MATERIAL PROVIDED →

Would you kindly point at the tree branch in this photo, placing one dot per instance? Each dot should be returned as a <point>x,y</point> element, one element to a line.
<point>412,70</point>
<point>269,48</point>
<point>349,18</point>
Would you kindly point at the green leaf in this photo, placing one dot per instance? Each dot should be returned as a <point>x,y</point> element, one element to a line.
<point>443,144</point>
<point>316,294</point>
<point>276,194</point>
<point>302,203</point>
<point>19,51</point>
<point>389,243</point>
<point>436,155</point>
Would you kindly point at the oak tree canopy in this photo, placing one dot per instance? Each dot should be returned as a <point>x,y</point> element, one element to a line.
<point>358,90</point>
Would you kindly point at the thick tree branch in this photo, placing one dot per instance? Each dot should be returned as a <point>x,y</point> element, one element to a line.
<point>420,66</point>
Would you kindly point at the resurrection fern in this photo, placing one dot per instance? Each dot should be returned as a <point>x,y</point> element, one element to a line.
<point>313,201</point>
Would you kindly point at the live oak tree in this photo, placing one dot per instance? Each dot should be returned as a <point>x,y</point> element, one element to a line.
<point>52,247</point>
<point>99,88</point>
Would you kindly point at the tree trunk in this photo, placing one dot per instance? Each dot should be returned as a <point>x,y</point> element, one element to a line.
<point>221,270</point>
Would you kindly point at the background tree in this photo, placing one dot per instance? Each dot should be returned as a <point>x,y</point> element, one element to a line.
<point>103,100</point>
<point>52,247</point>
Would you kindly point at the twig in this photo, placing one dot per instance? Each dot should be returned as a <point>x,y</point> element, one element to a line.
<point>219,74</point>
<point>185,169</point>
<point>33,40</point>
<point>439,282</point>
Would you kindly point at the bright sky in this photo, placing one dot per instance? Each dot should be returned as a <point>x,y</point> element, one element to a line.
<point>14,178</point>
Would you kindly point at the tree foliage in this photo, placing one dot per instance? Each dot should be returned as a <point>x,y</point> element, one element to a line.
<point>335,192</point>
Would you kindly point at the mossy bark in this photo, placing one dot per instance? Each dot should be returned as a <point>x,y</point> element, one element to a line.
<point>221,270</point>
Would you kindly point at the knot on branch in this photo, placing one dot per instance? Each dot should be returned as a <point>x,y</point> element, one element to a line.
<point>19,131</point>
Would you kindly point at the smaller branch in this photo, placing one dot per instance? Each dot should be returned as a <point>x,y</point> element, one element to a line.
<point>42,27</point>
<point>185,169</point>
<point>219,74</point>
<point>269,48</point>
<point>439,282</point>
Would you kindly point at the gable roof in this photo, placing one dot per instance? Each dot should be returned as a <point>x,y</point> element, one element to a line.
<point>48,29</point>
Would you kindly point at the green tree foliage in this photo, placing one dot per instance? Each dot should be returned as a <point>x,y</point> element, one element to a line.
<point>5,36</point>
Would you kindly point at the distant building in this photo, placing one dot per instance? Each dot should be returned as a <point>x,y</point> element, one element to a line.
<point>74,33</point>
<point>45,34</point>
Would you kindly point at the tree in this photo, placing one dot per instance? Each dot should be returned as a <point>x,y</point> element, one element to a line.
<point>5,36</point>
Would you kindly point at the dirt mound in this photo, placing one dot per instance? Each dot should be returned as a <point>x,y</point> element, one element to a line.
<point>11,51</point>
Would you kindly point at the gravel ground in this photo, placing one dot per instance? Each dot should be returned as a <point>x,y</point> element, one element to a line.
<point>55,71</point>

STATED TASK →
Extract every line of the records above verbatim, reproducing each one without any change.

WRITTEN SOLUTION →
Would you kindly point at the tree branch in this photo, placing one dot per instance? Each dot should be returned as a <point>x,y</point> element, one element to a line.
<point>412,70</point>
<point>269,48</point>
<point>349,18</point>
Would you kindly point at the green leaf in this photo, placing one dot per instance? Each dot should be returned as a <point>x,y</point> element, one element to a line.
<point>443,144</point>
<point>316,294</point>
<point>276,194</point>
<point>302,203</point>
<point>19,51</point>
<point>389,243</point>
<point>436,155</point>
Would you kindly point at the oak tree canopy in this photo, placing one dot per instance? Each dot should be returned as a <point>x,y</point> element, one element to a line.
<point>358,90</point>
Would you kindly point at the thick tree branch in this photo, placing one dot per instance? Each dot should be returned as a <point>x,y</point> element, one element to a line.
<point>420,66</point>
Would you kindly point at the resurrection fern in this photo, placing one dot per instance? Each dot should be returned as a <point>x,y</point> element, one element to a line.
<point>313,201</point>
Would you kindly point at the live oak tree in this photo, placing one dot per instance? Each dot should be returned as a <point>x,y</point> element, one element to a line.
<point>52,247</point>
<point>99,88</point>
Would you kindly point at the tree trunk in this photo, placing one dot per instance? Each dot should be returned as a <point>x,y</point> element, one element to a line.
<point>221,270</point>
Would you kindly point at the background tree in this photo, placing one dot per instance? Each dot should be returned as a <point>x,y</point> element, one element to a line.
<point>103,100</point>
<point>52,247</point>
Would you kindly point at the twig in this photo, placing one dot per instance? Each dot should be returned as a <point>x,y</point> element, one element to a line.
<point>219,74</point>
<point>185,169</point>
<point>33,40</point>
<point>439,282</point>
Would you kindly point at the bright sky in this photo, placing one dot per instance? Each dot should be returned as a <point>x,y</point> element, one element to a line.
<point>14,178</point>
Would you kindly point at the tree foliage in this photo, placing one dot per instance? Each dot should be returned as a <point>x,y</point> element, one element to a line.
<point>335,192</point>
Would you kindly point at the mossy bark in this photo, placing one dot per instance? Each dot should be returned as a <point>x,y</point> element, one element to a line.
<point>221,270</point>
Would you kindly point at the knot on branch in this photo, placing one dot per instance? Each dot should be returned as a <point>x,y</point> element, one element to a line.
<point>19,131</point>
Would you kindly point at the smaller branch in this photo, placing one dot per instance? Each dot should be returned as a <point>x,y</point> element, one element to a line.
<point>42,27</point>
<point>185,169</point>
<point>219,74</point>
<point>269,48</point>
<point>439,282</point>
Would you kindly point at the gable roof in this photo, placing one dot per instance? Each dot should be returned as a <point>x,y</point> element, one element to a line.
<point>48,29</point>
Would you kindly point at the green tree foliage in this photo, placing one dot per instance? Each dot should be returned as a <point>x,y</point> element, one element to a line.
<point>5,36</point>
Would you kindly point at the distant building in this photo, placing one dot per instance? Each dot should be returned as a <point>x,y</point> element, one element to a line.
<point>74,33</point>
<point>45,34</point>
Would you kindly point at the tree in this photo, placing one dot per instance? Each dot should be returned as a <point>x,y</point> element, one element to a line.
<point>5,36</point>
Would you kindly point at the dirt mound in this photo, placing one dot per instance? Each dot should be returned as a <point>x,y</point> element, one element to a line.
<point>11,51</point>
Would you kindly point at the gravel ground in this photo, placing one dot per instance? Each dot should be returned as a <point>x,y</point> element, one element to a line.
<point>55,71</point>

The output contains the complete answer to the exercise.